Edition: Dec 2013- Feb 2014
PREPARING FOR A HAPPY RETIREMENT IS ACHIEVABLE
Q&A with Michelle du Toit from OMAC Actuaries & Consultants
Old Mutual research* shows that 85% of correspondents fear that they will not have money when they retire, while 42% said that they have no formal retirement provision in place at all. Furthermore, 39% will have to work after reaching their retirement age, because they have not saved enough during their lifetime.
Michelle du Toit, head of Old Mutual Actuaries & Consultants (OMAC), says unfortunately many people realise too late that they will not have enough money to retire on comfortably. However, saving for retirement is doable if you start investing for retirement from an early age and maintain a steady and disciplined savings programme. To help, Du Toit answers some crucial retirement planning questions below.
How much is ‘enough’, and is there any advice you can give people when calculating their ‘enough’?
We believe, simplistically, that there are six key factors at play to ensure a successful and comfortable retirement, namely: how much you contribute; the time period you have saved for; preservation (that is, making sure that when you leave an employer, you do not cash in your retirement fund benefit and spend the money in the short term but ‘preserve’ it by continuing to keep it invested for your retirement years); your expected retirement age; whether you choose the retirement product offered by your employer or take the cash and invest it yourself, and the investment return on your retirement savings. Each individual’s ‘enough’, although different, will take these six factors into account.
-=-=-=-=-
SET OF TASKS -
A) In the retirement planning Q&A, why does the Old Mutual research say 39% will have to keep working past their retirement age? Answer in one to three sentences.
B) Write the next part of the retirement planning Q&A, starting after its last sentence.
-=-=-=-=-
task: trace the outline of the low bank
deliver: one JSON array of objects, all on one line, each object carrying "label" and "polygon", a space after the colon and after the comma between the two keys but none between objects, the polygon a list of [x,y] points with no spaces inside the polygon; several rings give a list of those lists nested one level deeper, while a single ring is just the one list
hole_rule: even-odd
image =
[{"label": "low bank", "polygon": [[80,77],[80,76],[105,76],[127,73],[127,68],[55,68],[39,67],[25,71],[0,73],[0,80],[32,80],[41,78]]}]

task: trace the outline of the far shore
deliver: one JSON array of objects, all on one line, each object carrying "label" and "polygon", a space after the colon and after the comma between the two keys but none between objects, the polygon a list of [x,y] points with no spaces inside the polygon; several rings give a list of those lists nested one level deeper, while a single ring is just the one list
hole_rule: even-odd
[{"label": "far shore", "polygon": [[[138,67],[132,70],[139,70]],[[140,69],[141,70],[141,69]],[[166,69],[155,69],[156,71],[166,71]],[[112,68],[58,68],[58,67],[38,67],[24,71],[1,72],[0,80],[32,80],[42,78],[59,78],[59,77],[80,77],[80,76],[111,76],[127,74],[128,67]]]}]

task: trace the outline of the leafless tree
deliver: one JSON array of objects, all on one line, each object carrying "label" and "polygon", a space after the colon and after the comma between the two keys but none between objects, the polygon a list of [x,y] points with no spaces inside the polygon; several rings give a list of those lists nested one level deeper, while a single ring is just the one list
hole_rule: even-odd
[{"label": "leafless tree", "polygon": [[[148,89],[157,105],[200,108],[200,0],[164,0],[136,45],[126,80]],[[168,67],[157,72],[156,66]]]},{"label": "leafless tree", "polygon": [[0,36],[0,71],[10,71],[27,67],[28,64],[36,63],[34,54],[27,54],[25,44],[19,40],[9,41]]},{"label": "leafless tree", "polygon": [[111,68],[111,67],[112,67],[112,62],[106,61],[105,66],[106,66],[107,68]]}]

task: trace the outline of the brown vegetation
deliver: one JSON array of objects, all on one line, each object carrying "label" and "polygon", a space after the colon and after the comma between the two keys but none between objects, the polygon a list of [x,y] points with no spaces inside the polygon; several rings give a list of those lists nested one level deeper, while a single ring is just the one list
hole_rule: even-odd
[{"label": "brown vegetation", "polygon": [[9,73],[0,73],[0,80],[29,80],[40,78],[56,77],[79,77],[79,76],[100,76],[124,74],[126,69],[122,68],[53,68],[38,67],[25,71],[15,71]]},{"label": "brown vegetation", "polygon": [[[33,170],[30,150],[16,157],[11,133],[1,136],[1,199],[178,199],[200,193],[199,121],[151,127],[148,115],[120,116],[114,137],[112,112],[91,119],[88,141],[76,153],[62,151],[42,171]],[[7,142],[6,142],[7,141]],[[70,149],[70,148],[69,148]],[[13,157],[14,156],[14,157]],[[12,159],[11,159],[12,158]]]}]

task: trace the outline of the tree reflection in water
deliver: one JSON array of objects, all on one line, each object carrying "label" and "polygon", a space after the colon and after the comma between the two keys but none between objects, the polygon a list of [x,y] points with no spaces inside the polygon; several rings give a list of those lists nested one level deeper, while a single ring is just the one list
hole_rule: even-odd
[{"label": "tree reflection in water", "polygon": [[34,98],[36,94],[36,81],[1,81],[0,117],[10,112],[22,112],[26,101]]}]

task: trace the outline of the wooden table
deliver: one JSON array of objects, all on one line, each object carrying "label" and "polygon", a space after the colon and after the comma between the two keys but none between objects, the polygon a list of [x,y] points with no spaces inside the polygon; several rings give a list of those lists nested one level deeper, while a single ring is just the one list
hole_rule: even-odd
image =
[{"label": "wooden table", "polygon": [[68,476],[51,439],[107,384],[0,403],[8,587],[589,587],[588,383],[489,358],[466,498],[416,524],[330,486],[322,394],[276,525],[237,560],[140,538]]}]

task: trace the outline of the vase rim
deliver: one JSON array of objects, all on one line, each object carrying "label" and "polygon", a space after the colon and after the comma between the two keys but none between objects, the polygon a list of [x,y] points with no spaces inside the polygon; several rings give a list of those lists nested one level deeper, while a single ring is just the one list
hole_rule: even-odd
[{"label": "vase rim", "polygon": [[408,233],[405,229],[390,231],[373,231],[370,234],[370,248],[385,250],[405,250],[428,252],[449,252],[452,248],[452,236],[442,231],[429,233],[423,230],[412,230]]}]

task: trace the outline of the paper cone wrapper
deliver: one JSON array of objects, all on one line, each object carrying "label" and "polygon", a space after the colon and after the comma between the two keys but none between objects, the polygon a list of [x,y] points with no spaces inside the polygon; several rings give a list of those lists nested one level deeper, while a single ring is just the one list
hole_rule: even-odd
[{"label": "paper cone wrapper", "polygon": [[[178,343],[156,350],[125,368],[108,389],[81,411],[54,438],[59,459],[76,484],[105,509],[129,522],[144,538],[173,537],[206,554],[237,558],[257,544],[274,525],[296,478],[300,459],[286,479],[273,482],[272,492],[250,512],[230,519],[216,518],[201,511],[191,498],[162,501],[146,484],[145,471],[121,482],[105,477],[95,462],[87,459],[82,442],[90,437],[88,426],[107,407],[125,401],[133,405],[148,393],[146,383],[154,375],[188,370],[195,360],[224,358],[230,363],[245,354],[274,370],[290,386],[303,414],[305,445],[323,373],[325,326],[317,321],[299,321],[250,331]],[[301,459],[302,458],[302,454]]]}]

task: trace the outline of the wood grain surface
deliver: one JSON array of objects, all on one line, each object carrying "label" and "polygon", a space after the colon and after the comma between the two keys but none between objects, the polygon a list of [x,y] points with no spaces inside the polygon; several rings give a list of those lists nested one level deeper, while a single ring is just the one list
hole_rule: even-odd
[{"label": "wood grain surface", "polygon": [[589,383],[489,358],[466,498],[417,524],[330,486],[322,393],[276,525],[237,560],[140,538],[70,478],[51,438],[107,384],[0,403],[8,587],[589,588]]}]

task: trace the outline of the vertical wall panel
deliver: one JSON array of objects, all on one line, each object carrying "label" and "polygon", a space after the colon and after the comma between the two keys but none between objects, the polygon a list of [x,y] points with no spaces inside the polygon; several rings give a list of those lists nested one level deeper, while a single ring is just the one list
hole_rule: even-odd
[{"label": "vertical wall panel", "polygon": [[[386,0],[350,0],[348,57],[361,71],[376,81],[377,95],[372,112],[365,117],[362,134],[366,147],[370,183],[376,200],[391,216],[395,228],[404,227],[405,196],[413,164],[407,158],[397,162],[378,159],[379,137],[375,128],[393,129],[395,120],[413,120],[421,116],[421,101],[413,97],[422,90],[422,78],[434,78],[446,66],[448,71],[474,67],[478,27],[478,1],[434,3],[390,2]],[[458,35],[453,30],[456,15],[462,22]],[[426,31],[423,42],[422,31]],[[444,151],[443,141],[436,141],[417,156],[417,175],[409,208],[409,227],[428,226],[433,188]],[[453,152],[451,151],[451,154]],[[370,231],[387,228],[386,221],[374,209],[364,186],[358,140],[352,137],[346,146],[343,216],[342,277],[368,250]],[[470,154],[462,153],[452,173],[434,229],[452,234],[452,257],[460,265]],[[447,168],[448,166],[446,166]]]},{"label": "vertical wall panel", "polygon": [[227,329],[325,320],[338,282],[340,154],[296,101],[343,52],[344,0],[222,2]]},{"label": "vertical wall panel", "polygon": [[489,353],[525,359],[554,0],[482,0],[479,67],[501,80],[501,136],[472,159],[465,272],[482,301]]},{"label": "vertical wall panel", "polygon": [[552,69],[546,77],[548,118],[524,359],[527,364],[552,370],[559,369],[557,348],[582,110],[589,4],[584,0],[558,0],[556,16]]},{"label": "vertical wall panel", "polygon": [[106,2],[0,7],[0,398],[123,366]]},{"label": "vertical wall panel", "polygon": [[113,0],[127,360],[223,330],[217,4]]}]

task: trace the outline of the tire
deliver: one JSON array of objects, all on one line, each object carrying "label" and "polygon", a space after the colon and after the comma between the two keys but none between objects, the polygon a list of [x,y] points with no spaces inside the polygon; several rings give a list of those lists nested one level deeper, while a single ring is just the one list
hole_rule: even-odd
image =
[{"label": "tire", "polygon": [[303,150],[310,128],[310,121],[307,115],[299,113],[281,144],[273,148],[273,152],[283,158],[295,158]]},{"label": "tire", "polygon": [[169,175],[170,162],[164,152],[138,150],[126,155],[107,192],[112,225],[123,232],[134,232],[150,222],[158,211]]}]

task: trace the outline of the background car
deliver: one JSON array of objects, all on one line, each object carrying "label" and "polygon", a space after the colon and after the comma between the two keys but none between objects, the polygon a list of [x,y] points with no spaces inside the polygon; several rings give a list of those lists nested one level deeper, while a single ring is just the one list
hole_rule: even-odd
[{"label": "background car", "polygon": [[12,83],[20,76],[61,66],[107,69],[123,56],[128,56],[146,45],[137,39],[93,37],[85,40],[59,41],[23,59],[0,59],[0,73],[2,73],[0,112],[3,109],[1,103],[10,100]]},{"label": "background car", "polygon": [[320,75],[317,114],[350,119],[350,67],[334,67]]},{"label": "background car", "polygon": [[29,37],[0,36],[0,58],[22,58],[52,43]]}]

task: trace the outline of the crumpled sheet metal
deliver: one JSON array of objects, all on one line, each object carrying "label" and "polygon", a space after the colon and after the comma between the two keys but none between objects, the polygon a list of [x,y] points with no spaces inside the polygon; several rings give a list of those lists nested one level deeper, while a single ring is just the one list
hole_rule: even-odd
-=-=-=-=-
ANSWERS FOR THE EXERCISE -
A) According to the research, 39% will have to work after reaching their retirement age because they have not saved enough during their lifetime.

B)
The example below shows that (subject to certain parameters), if you start saving for retirement at age 25, you could be in a position to retire comfortably on a contribution rate of 14.55% of your monthly salary. However, if you only start saving at a later date, you will have to save at a higher contribution rate of your salary the older you get.
If you do not preserve your retirement benefit if you leave your employer, but choose instead to take the savings in cash and spend it, then this will have a severe impact on your final retirement savings.
The table below shows how your final monthly pension will be reduced as a percentage of your pre-retirement monthly income (known as the ‘replacement ratio’) if you do not keep your retirement income invested for your retirement years when you change employers.
What will enable South Africans to make better decisions ahead of retirement?
Unfortunately people do not have the knowledge they need to start saving earlier in life, which may mean that South Africans either do not understand or know how to save, or that they have not received the communication necessary in order to make informed decisions.
From the ages of 45 to retirement, employers must communicate to their employees early in the process – long before retirement – on their available options. As this is a process, the earlier the employer starts the conversation, the more empowered the individual will be to make the right decision.
However, it is also up to financial advisors and trustees to educate members of retirement funds to make the best decisions.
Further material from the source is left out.